## Activity
Would you please return the lines of the entries below starting at the line that has "[indicate] gray wall" and ending at the line that has "[indicate] floor air", both included, exactly as they are?

## Recorded information
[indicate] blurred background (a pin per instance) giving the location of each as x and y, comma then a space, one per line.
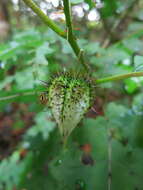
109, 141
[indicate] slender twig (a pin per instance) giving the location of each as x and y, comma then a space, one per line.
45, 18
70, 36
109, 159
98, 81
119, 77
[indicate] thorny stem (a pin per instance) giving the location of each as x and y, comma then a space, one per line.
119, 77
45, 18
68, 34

...

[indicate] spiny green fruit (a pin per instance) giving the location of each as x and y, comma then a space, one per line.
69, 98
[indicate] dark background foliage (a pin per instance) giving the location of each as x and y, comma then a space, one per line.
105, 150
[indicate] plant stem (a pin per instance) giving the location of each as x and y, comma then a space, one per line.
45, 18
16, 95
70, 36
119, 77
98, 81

---

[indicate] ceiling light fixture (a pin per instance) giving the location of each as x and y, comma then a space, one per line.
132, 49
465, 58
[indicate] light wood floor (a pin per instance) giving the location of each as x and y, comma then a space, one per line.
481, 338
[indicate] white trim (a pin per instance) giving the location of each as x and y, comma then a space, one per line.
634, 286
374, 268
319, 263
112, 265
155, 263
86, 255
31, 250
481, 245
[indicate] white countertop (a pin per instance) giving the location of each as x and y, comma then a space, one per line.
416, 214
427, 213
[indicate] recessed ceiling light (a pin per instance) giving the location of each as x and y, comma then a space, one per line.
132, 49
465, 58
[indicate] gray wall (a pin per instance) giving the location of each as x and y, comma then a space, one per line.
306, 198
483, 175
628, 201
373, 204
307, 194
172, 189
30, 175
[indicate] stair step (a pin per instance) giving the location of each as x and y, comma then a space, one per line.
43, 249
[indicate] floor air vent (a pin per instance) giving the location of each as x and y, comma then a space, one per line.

## Exercise result
[indicate] gray wall (a pin per instance) giving the location of each as x and y, comma then a space, one per line.
306, 198
483, 175
628, 201
373, 204
307, 194
172, 189
30, 175
[indicate] stair step (a pin per instance) giving the location of each as x and y, comma then a space, one per line.
43, 249
[indicate] floor air vent (a pin per instance) giving the location of each as x and y, comma then a space, one per line.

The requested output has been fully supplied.